▶ REQUIREMENTS:
Scale the records starting with the line that contains "Batch processing job — object class: dog's open" and going on through the line that contains "772 0 953 379". Write every line out again with each box coordinate in the answers multiplied by 0.6 and rounded to a whole number (halves up), keep all other text unchanged, and omit the pictures.

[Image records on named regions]
========================================

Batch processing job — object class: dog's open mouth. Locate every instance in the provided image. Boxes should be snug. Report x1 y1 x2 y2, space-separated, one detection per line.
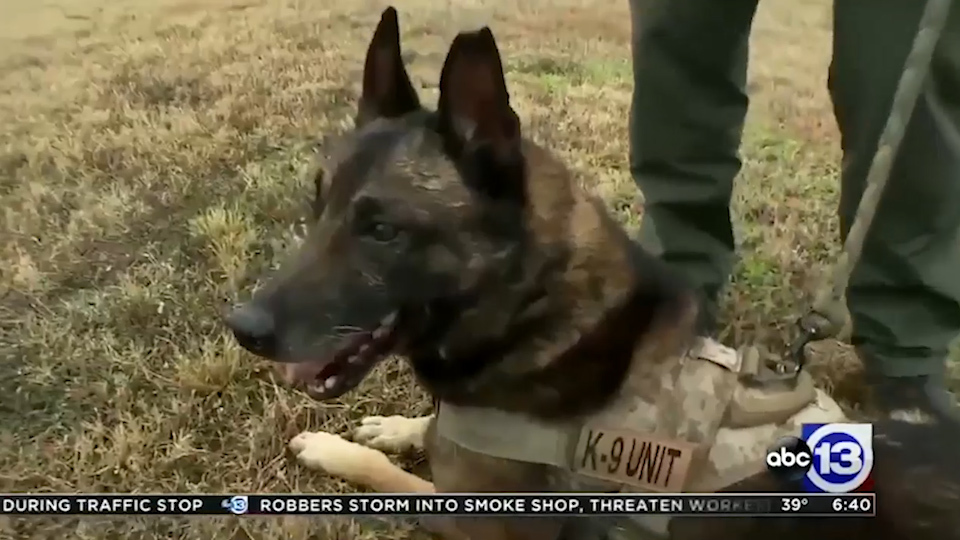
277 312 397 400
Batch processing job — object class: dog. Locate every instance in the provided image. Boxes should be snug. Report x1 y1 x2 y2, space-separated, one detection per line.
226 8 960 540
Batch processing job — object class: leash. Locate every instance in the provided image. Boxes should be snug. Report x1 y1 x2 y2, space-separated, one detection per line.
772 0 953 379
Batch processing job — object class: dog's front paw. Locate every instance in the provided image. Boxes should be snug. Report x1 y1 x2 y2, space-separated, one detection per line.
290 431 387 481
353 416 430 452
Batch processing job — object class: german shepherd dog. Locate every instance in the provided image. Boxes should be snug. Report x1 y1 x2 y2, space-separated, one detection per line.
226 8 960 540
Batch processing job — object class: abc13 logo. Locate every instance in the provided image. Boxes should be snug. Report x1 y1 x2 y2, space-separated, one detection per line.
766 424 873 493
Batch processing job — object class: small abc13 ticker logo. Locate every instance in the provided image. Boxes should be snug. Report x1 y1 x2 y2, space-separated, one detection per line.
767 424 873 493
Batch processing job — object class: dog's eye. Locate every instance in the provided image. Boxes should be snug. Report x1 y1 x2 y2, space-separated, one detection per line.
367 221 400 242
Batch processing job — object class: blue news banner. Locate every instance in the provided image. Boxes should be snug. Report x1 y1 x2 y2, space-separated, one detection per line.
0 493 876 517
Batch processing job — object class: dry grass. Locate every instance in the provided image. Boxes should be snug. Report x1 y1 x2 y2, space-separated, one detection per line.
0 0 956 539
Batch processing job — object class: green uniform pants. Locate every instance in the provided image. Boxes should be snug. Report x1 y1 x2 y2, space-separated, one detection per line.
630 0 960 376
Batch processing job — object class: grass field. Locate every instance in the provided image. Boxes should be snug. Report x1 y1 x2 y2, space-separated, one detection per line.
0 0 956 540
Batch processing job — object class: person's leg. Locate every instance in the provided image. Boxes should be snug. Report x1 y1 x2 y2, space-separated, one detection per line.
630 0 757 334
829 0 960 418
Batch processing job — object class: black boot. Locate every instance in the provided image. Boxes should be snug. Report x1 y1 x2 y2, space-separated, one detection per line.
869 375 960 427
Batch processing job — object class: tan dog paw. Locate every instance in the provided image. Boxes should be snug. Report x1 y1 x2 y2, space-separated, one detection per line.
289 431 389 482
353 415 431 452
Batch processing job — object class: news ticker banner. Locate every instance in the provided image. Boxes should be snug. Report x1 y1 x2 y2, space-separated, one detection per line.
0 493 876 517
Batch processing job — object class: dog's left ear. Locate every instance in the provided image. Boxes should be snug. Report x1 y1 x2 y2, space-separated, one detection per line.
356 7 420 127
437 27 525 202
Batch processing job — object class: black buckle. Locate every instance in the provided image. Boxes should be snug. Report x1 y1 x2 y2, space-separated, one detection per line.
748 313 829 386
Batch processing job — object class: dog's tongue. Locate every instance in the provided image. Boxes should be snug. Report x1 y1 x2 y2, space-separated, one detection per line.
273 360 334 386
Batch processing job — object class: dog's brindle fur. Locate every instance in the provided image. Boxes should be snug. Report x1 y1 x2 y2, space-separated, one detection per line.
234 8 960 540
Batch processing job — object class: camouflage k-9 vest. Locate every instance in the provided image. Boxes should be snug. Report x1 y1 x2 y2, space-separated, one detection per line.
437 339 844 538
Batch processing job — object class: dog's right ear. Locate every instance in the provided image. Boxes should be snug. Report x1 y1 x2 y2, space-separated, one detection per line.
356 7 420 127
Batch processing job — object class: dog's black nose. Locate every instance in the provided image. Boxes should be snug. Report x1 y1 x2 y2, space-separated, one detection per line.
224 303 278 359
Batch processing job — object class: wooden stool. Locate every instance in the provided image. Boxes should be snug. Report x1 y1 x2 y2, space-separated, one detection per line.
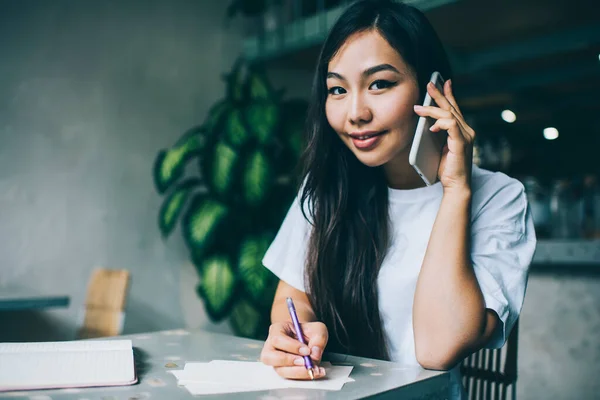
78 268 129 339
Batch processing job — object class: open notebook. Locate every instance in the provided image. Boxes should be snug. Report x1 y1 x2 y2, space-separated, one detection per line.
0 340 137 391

========================================

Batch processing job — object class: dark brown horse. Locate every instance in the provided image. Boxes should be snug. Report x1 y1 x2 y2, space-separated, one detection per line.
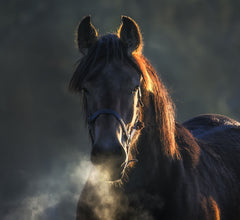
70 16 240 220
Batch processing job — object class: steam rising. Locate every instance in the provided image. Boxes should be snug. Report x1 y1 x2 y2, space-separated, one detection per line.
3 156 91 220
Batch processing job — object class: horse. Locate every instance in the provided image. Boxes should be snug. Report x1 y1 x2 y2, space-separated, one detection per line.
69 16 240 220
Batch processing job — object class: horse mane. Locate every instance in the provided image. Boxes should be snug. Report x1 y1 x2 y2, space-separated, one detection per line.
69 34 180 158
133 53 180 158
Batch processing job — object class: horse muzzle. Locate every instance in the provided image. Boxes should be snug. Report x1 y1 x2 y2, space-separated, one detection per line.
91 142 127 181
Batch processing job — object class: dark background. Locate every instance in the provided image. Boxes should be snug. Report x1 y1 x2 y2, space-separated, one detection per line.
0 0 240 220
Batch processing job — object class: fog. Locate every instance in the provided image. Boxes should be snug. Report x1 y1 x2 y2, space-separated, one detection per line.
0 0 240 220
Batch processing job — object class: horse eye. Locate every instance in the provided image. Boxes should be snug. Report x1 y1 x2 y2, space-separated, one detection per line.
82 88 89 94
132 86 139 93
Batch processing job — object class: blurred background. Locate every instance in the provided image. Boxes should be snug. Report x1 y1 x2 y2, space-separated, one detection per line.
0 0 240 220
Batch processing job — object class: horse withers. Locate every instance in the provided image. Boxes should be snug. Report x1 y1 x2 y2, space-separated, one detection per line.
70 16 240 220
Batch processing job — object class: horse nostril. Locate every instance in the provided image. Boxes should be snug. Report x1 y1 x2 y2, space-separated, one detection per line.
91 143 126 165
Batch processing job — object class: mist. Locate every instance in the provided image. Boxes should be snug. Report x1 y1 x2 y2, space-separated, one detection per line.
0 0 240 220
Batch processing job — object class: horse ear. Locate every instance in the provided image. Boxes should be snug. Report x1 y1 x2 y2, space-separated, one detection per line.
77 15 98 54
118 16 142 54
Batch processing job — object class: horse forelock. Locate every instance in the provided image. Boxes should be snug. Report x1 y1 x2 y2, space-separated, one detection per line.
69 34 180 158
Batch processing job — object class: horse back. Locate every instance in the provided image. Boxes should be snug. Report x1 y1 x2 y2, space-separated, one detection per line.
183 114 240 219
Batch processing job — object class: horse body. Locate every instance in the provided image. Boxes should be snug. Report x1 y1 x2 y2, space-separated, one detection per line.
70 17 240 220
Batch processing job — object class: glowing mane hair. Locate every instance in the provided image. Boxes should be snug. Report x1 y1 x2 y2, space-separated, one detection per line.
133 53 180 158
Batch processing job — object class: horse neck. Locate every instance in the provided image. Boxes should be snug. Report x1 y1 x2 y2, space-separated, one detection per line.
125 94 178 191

========================================

▶ ANSWER FOR THE TASK:
Batch processing job — object class: dog's open mouth. Locate every instance in the provided image. Boxes should be snug. Report x1 y1 x2 y2, space-separated, one detection per line.
166 187 238 240
Batch processing job — object class: dog. Locate every instance in the provided image. Boxes should be snug. Report x1 y1 x2 y2, space-separated, one detection per line.
136 5 576 324
Batch processing job — object class: leash. Locate every instance in the provided image. Boxes should be snug. Report x1 y1 x2 y2, space-separated, one detection per line.
463 0 572 227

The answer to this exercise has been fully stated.